# Request A:
According to the passage on Grice's two senses of meaning, why must thoughts be non-natural representations? Answer in one to three sentences.
# Request B:
Do these statements agree with the passage on Grice's two senses of meaning? (i) Grice was a U.S. philosopher. (ii) If sentence 2 is true, then whenever the "occupied" sign is present someone must be in the lavatory. (iii) The link between "occupied" and being occupied is fixed by natural law. Answer yes or no for each, quoting the words of the passage that decide it.
# Request C:
In the passage on Grice's two senses of meaning, what name does Grice give to the first kind of meaning?

═════ Given passage

The term "representation" is a very slippery one in philosophy. The U.S. philosopher H. P. Grice ( some info can be found at http://www.artsci.wustl.edu/~philos/MindDict/grice.html ) distinguished two sense of the word "meaning," but his distinction has relevance to contemporary talk about "representation".

Grice asks us to reflect on the difference between sentences like these two.

1 -- Those spots mean measles

2 -- The "occupied" sign means that someone is using the lavatory.

He points out that if sentence 1 is true, then the occurrence of spots entails the existence of measles. Equivalently, if the occurrence of spots doesn't entail the existence of measles, then it's not correct to say that the spots mean measles. If, for example, the same sorts of spots can be produced by an allergic reaction to penicillin, then one should have said, "those spots mean either measles or an allergic reaction to penicillin."

On the other hand, the truth of sentence 2 doesn't entail that if the "occupied" sign is present, then someone is in the lavatory. "Occupied" means occupied, even if some practical joker has managed to trigger the sign on an empty toilet.

Grice calls the first kind of meaning "natural meaning," indicating that it's the sort of relation that exists when there is a natural connection between the sign and the thing signified, when it's a matter of natural law that the appearance of the sign is, as a matter of natural law, dependent on what the sign stands for. Because we have such relations in nature -- because smoke means fire, and bear scat means bear -- we can and do speak of "natural signs".

In the second case, however, the relation between the sign and the thing it stands for is not determined by any natural law. In fact, it was quite up to us human beings which sign -- which representation, which set of symbols -- to use to represent occupied-ness. We could have all used the sign the French chose -- "occupe" (with an accent). That is, the relation between "occupied" and being occupied is conventional -- a matter of social agreement, rather than natural law.

Now a really interesting question (to me, anyway) at the intersection of philosophy of language and philosophy of mind is this: is convention the only way to get non-natural meaning/representation? Because if it is, then we have a problem ab9out thoughts. The problem is this. Thoughts seem to be kinds of representations. When I think about Paris, I am representing the city of Paris in my mind. And when I think that Paris is lovely in the spring, I'm representing the situation of Paris's being lovely in the spring. But these representations have to be non-natural in Grice's sense. Why? Because it's perfectly possible for me to think about Paris even if Paris (alas!) isn't there, before me, in all its splendor. My Paris thought does not indicate the presence of Paris, in the way the spots indicate the presence of Paris.

══════════
═════ Data block

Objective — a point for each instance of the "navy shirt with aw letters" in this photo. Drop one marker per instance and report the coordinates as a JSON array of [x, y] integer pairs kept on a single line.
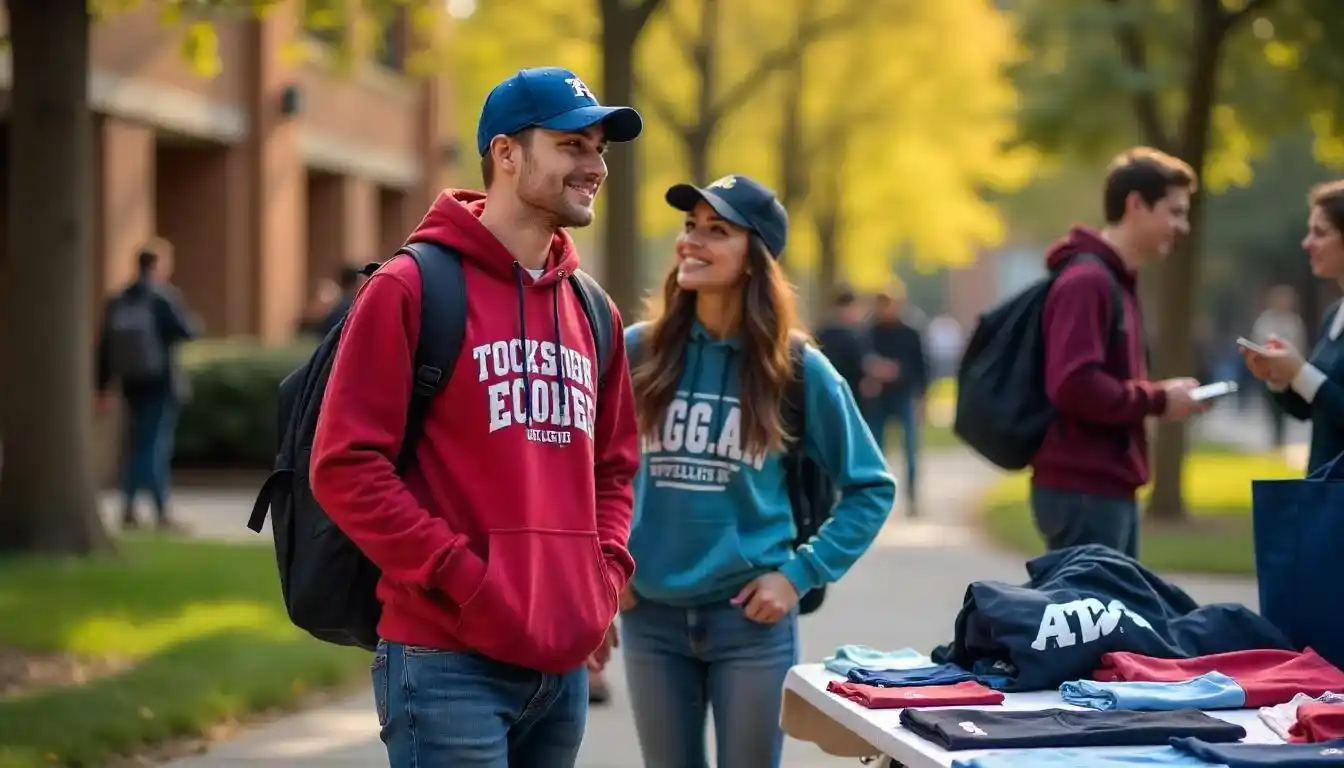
[[1085, 601]]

══════════

# Exercise answer A:
It is perfectly possible to think about Paris even when Paris isn't there before the thinker. So a thought about Paris doesn't depend on the presence of Paris the way a natural sign depends on what it signifies.

# Exercise answer B:
(i) Yes: "The U.S. philosopher H. P. Grice"
(ii) No: "the truth of sentence 2 doesn't entail that if the "occupied" sign is present, then someone is in the lavatory"
(iii) No: "the relation between "occupied" and being occupied is conventional -- a matter of social agreement, rather than natural law"

# Exercise answer C:
Natural meaning.